Directions for this task:
Convert every line of the records below into a Markdown table with the columns Row and Line, numbering the rows in order and skipping blank lines. Leave the pictures out.

>> start

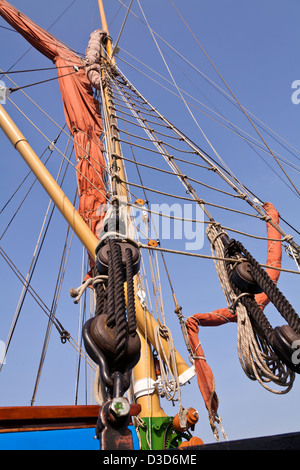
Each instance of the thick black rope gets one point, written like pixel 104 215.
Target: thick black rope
pixel 120 308
pixel 110 293
pixel 131 318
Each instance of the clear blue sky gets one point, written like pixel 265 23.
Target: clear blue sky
pixel 255 46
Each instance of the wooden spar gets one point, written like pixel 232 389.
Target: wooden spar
pixel 55 192
pixel 86 236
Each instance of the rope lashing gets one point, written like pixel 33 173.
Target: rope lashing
pixel 261 277
pixel 257 358
pixel 281 339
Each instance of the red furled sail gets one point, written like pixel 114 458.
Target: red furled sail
pixel 221 316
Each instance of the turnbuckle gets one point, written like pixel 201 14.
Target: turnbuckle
pixel 114 418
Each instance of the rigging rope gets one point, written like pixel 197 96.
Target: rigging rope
pixel 256 357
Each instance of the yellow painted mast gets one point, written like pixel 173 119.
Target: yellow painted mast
pixel 145 320
pixel 144 372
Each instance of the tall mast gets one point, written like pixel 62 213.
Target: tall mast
pixel 144 372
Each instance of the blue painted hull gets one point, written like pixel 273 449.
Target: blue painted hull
pixel 59 439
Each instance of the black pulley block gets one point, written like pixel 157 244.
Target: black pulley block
pixel 243 279
pixel 105 339
pixel 102 255
pixel 285 343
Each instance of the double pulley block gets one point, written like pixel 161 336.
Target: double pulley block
pixel 110 337
pixel 285 340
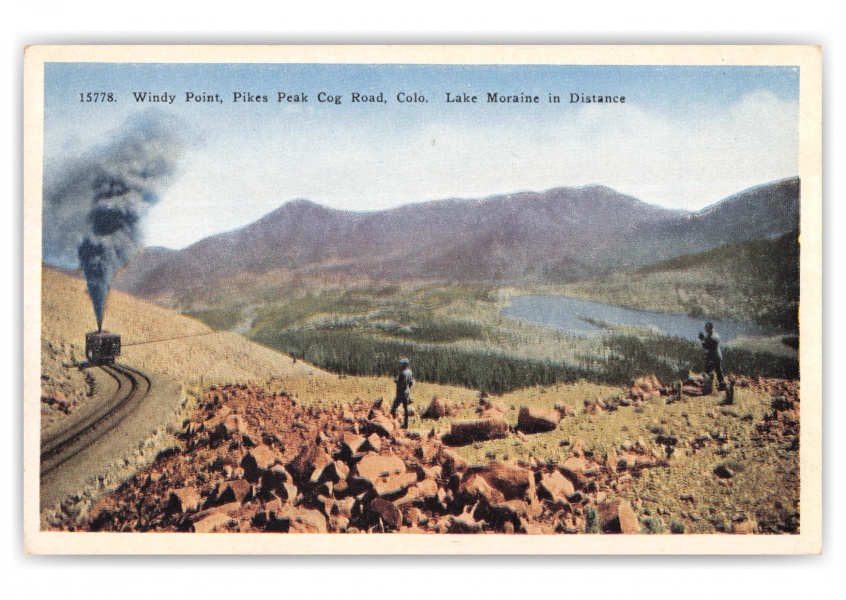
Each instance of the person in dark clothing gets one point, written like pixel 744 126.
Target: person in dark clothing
pixel 713 355
pixel 404 381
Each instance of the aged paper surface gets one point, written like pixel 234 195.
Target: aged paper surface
pixel 228 250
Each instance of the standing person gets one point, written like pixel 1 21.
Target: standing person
pixel 404 382
pixel 713 355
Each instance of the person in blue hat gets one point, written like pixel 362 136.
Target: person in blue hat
pixel 710 341
pixel 404 381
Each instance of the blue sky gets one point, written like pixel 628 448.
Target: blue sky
pixel 685 138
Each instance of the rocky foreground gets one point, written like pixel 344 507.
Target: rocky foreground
pixel 258 461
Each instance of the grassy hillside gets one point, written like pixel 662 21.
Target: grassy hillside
pixel 751 281
pixel 453 333
pixel 154 339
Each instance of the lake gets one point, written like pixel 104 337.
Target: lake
pixel 569 315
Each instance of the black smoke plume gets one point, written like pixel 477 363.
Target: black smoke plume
pixel 94 203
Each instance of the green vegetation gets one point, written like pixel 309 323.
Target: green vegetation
pixel 591 520
pixel 454 333
pixel 653 525
pixel 350 352
pixel 750 281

>> end

Finished answer:
| Row | Line |
|---|---|
| 1 | Each instance of the thick black rope gets one point, written like pixel 104 215. |
| 2 | Target: thick black rope |
| 3 | pixel 120 308 |
| 4 | pixel 110 293 |
| 5 | pixel 131 318 |
| 6 | Each instance of the clear blue sky gets one point, written like pixel 265 23. |
| 7 | Target: clear blue sky |
| 8 | pixel 255 46 |
| 9 | Each instance of the wooden spar gets one point, written like pixel 232 389. |
| 10 | Target: wooden spar |
| 11 | pixel 55 192 |
| 12 | pixel 86 236 |
| 13 | Each instance of the rope lashing gets one point, written like pixel 33 173. |
| 14 | Target: rope lashing |
| 15 | pixel 261 277 |
| 16 | pixel 257 358 |
| 17 | pixel 281 339 |
| 18 | Each instance of the red furled sail gets one point, written like pixel 114 458. |
| 19 | Target: red furled sail |
| 20 | pixel 221 316 |
| 21 | Each instance of the turnbuckle gets one point, written like pixel 201 14. |
| 22 | Target: turnbuckle |
| 23 | pixel 114 418 |
| 24 | Each instance of the rigging rope gets one point, written like pixel 197 96. |
| 25 | Target: rigging rope |
| 26 | pixel 256 357 |
| 27 | Each instance of the yellow painted mast gets one point, written like pixel 173 119. |
| 28 | Target: yellow painted mast |
| 29 | pixel 145 320 |
| 30 | pixel 144 372 |
| 31 | Each instance of the tall mast gets one point, written like pixel 62 213. |
| 32 | Target: tall mast |
| 33 | pixel 144 372 |
| 34 | Each instance of the blue painted hull gets one point, written like pixel 273 449. |
| 35 | Target: blue painted hull |
| 36 | pixel 59 439 |
| 37 | Each instance of the black pulley block gets one point, written like pixel 157 244. |
| 38 | Target: black pulley block |
| 39 | pixel 243 279 |
| 40 | pixel 105 339 |
| 41 | pixel 102 255 |
| 42 | pixel 285 343 |
| 43 | Each instance of the double pulley block gets one point, written like pixel 161 336. |
| 44 | Target: double pulley block |
| 45 | pixel 110 337 |
| 46 | pixel 285 340 |
| 47 | Each instance of the person in dark clothing gets one point, written like pixel 744 126. |
| 48 | Target: person in dark clothing |
| 49 | pixel 713 355 |
| 50 | pixel 404 381 |
| 51 | Each instance of the aged paper surface gets one point, written like pixel 234 195. |
| 52 | Target: aged paper surface |
| 53 | pixel 228 250 |
| 54 | Each instance of the standing person gets one point, written like pixel 1 21. |
| 55 | Target: standing person |
| 56 | pixel 404 382 |
| 57 | pixel 713 355 |
| 58 | Each instance of the person in blue hat gets one point, written like pixel 362 136. |
| 59 | Target: person in blue hat |
| 60 | pixel 710 341 |
| 61 | pixel 404 381 |
| 62 | Each instance of the blue sky gets one point, written like pixel 628 448. |
| 63 | Target: blue sky |
| 64 | pixel 685 138 |
| 65 | Each instance of the rocky foreground gets one point, written like pixel 344 507. |
| 66 | Target: rocky foreground |
| 67 | pixel 258 461 |
| 68 | Each instance of the grassy hillside gets one point, written like pixel 662 21. |
| 69 | Target: grassy hillside |
| 70 | pixel 751 281 |
| 71 | pixel 453 333 |
| 72 | pixel 154 339 |
| 73 | Each instance of the lake gets one point, written like pixel 104 337. |
| 74 | Target: lake |
| 75 | pixel 569 315 |
| 76 | Each instance of the black smoke plume gets one point, written like pixel 477 363. |
| 77 | Target: black smoke plume |
| 78 | pixel 94 203 |
| 79 | Each instance of the green vegetation gets one point, written like pixel 309 323. |
| 80 | Target: green vegetation |
| 81 | pixel 591 520 |
| 82 | pixel 454 333 |
| 83 | pixel 653 525 |
| 84 | pixel 350 352 |
| 85 | pixel 750 281 |